- **Text to read**:
* Begin *

September 8, 2008

21st Century Disclosure: Grundfest and Beller Weigh In with “Evergreen” Questionnaire

Back when the SEC announced its new “21st Century Disclosure Initiative” at the end of June, Chairman Cox credited former SEC Commissioner Joe Grundfest and former Corp Fin Director Alan Beller with originating the idea (which was named “Project Alpha” back in the day). Now, Joe and Alan have published a brief 8-page summary of their model for reinventing the SEC’s disclosure system (they plan to expand it into a more extensive article later).

With a somewhat dramatic flourish, Grundfest and Beller suggest that the SEC should abandon “all vestiges of the world of paper-based filings” in favor of a Web-based questionnaire. This questionnaire would replace the forms-based filing framework that currently exists (and could be accomplished without any legislative action or change to liability standards). Here is a summary of their summary:

– On-line questionnaire would be comprised of a combination of yes/no responses, pull-down menus, predefined fields and narrative responses; many of the questions would require “free form” narrative disclosure (e.g. MD&A).

– Going forward, companies would only need to update any items that have changed since the last reporting period – there would no longer be a need to repeat unchanged information.

– When a change occurs, this would be highlighted – so period-to-period comparisons would be possible.

– All exhibits would be centralized in a single location.

* End *

- **Provided material**:
* Begin *

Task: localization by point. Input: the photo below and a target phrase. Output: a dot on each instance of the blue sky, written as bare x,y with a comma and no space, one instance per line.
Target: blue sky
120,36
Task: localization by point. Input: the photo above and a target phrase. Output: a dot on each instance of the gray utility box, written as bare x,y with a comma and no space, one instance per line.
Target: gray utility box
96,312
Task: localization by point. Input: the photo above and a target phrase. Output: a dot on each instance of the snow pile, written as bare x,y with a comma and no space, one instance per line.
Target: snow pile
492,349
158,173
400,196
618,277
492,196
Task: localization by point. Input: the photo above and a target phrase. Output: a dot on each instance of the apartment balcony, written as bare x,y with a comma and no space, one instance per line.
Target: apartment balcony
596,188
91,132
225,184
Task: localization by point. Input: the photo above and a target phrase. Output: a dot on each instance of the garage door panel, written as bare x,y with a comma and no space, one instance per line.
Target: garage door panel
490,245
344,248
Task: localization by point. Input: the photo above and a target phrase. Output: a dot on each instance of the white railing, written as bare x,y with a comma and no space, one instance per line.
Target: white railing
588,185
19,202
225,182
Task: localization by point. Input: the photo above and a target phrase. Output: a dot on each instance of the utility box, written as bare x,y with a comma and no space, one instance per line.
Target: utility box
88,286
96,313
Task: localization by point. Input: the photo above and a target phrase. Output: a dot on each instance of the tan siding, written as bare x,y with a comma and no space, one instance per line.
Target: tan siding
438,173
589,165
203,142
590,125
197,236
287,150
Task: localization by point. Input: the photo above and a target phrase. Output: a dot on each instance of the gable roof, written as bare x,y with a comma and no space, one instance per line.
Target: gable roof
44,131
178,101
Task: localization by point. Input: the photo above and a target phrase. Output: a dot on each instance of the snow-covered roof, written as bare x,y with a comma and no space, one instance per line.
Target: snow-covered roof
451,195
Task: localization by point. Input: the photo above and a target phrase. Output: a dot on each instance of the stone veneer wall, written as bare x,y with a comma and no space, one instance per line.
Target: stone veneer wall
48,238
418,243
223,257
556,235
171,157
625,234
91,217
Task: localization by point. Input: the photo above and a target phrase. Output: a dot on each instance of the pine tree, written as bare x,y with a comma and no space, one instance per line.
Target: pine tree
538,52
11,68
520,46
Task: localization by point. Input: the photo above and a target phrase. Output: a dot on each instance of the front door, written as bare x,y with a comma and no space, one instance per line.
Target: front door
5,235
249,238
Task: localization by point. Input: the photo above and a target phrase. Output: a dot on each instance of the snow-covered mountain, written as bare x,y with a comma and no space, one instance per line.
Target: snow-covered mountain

* End *

- **List of tasks**:
A - Rewrite the SEC disclosure post, beginning at the words "21st Century Disclosure: Grundfest" and stopping after "extensive article later).", with "Project Alpha" changed to "Project Omega".
B - Carry on the SEC disclosure post from the point where it stops.
The rows play no part in what follows and can be left aside.

- **Task results**:
A -
21st Century Disclosure: Grundfest and Beller Weigh In with “Evergreen” Questionnaire

Back when the SEC announced its new “21st Century Disclosure Initiative” at the end of June, Chairman Cox credited former SEC Commissioner Joe Grundfest and former Corp Fin Director Alan Beller with originating the idea (which was named “Project Omega” back in the day). Now, Joe and Alan have published a brief 8-page summary of their model for reinventing the SEC’s disclosure system (they plan to expand it into a more extensive article later).

B -
– Companies wouldn’t need to file their questionnaire responses directly with the SEC – rather they would post the responses either on an SEC website or on their own websites, with a ‘hash’ that authenticates the document as well as the date and time of posting.

The notion of “company-based disclosure” rather than periodic or current reporting is not a new one. It’s been battered around for quite a while. But with the Web facilitating things, it’s exciting to see that the SEC is seriously considering such a radical change. The SEC will be holding its first roundtable on the “21st Century Disclosure Initiative” in October.

My Ten Cents: “21st Century Disclosure Initiative”

Here are a few of my thoughts on the general notion of reforming the periodic/current reporting regime (note these do not relate to the Grundfest/Beller model specifically):

1. Don’t Overpromise Savings – Whatever ideas are floated to change the reporting regime, don’t sell it as a cost-saver. Even if you cut out the financial printers, etc., there will be new vendors that will have to be paid. And the time that lawyers haggle over language will continue to exist in bountiful numbers.

2. Don’t Underestimate Technological Challenges – If my memory serves, some of these ideas were kicked around back in the mid-90s when I was at the SEC. One hurdle that continued to pose insurmountable problems was how to enable companies to avoid filing all of their disclosure with the SEC. One of these concerns was security – can companies (or their vendors) post information on their own websites in a manner that couldn’t be hacked? Another type of example – Dominic Jones recently wrote about a possible tech snafu with the SEC’s XBRL proposal.

3. The Tricky Issue of Duty to Update – If a new regime requires companies to post their disclosure on their IR web pages rather than in the form of a Form 10-K and Form 10-Q, consider what investors will expect? Even if the SEC adopts rules clearly stating that this disclosure is not subject to a duty to update except on a quarterly basis (or more frequently for Form 8-K-like items), investors won’t necessarily know – or care – about that – particularly retail investors. They will be expecting the information they read on a company’s site to be current.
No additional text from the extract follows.